§ Requisitos das tarefas
A - No texto sobre o alerta de guerra civil na França, em que data Patrick Calvar fez o alerta à Comissão dos Membros do Parlamento?
B - Troque o nome "Nice" por "Marselha" e reproduza o trecho do texto sobre o alerta de guerra civil na França a partir das palavras "Ninguém sabe se", parando após "fracasso do estado.".

"Estamos à beira de uma guerra civil". Essa afirmação não foi feita por um fanático ou lunático. Não, ela foi feita por Patrick Calvar, Chefe do Departamento de Segurança Nacional França, DGSI (Direction générale de la sécurité intérieure). Na realidade ele já tinha se referido, por diversas vezes, sobre o risco de guerra civil. Em 12 de julho ele fez o alerta à Comissão dos Membros do Parlamento, responsável por um levantamento em relação aos ataques terroristas de 2015.
Em maio de 2016, ele enviou uma mensagem bem parecida a uma outra comissão de membros do parlamento, desta vez encarregada da defesa nacional. A "Europa", realçou ele, "corre perigo. O extremismo cresce em todos os cantos e agora nós estamos voltando a nossa atenção para alguns movimentos de extrema-direita que estão se preparando para um confronto".
Que tipo de confrontação? "Confrontos entre comunidades", ressaltou ele -- eufemismo para "guerra contra os muçulmanos". "Mais um ou dois ataques terroristas", acrescenta ele "e poderemos nos ver diante de uma guerra civil".
Em fevereiro de 2016, diante da Comissão do Senado responsável pelas informações da inteligência, ele voltou a afirmar: "nós estamos dirigindo nossos olhares para a extrema-direita que está apenas esperando que aconteçam mais ataques terroristas para lançarem mão de confrontos violentos".
Ninguém sabe se o terrorista que lançou o caminhão em cima da multidão no Dia da Bastilha em 14 de julho em Nice matando mais de 80 pessoas irá precipitar uma guerra civil na França, mas poderá ajudar a identificar o que irá gerar esse risco na França e em outros países como a Alemanha ou a Suécia.
A principal razão é o fracasso do estado.
1. A França Está em Guerra, Mas Nunca se Menciona o Nome do Inimigo.

§ Dados apresentados
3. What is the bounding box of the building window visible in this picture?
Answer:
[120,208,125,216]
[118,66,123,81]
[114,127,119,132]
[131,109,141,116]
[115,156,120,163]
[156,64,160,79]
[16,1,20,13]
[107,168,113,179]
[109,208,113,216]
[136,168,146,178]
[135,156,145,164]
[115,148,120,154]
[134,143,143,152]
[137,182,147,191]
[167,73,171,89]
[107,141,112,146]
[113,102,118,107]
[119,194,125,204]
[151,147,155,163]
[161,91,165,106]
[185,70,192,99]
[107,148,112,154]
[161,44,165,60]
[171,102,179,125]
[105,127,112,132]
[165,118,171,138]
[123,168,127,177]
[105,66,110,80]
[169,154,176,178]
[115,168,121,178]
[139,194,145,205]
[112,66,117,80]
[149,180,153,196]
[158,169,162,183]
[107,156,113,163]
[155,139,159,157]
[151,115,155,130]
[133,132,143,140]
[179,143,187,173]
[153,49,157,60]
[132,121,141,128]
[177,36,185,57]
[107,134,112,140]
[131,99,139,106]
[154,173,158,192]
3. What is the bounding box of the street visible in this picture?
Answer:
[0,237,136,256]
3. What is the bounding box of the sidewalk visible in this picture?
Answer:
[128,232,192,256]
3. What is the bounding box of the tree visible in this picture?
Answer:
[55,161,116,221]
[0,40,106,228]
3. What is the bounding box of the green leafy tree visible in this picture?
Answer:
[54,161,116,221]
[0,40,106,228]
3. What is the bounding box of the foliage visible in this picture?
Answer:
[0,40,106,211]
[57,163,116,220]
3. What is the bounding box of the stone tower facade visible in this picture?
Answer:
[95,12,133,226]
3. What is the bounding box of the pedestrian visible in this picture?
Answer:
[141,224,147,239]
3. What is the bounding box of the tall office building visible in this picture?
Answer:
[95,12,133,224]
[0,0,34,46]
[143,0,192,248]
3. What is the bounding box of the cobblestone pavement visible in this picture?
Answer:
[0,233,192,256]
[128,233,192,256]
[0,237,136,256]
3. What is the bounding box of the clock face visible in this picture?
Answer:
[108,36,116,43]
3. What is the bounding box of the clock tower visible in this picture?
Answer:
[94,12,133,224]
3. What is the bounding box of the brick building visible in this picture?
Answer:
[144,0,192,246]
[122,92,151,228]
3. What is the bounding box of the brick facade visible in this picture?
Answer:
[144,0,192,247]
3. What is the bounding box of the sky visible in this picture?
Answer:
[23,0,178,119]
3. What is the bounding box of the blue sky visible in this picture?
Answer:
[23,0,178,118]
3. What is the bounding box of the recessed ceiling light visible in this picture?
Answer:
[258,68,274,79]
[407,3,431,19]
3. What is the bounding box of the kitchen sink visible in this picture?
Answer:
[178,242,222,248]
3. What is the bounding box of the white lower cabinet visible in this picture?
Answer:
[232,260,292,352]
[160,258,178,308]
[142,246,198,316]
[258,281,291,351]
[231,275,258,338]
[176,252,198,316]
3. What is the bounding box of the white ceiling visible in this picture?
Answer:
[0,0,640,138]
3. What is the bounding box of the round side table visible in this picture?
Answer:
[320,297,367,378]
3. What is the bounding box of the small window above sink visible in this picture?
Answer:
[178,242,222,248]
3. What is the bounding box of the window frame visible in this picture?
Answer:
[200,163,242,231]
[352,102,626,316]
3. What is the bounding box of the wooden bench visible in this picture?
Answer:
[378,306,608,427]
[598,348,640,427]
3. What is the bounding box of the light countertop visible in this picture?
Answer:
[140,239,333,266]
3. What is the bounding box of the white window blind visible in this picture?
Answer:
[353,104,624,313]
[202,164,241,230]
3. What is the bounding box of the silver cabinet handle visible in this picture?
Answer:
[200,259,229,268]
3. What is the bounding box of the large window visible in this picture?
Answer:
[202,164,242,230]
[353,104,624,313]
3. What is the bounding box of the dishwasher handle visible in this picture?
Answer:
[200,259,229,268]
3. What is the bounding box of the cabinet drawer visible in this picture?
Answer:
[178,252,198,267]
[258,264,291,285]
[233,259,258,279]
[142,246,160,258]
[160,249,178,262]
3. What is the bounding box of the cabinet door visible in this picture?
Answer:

§ Respostas completas
A - Em 12 de julho.

B -
Ninguém sabe se o terrorista que lançou o caminhão em cima da multidão no Dia da Bastilha em 14 de julho em Marselha matando mais de 80 pessoas irá precipitar uma guerra civil na França, mas poderá ajudar a identificar o que irá gerar esse risco na França e em outros países como a Alemanha ou a Suécia.
A principal razão é o fracasso do estado.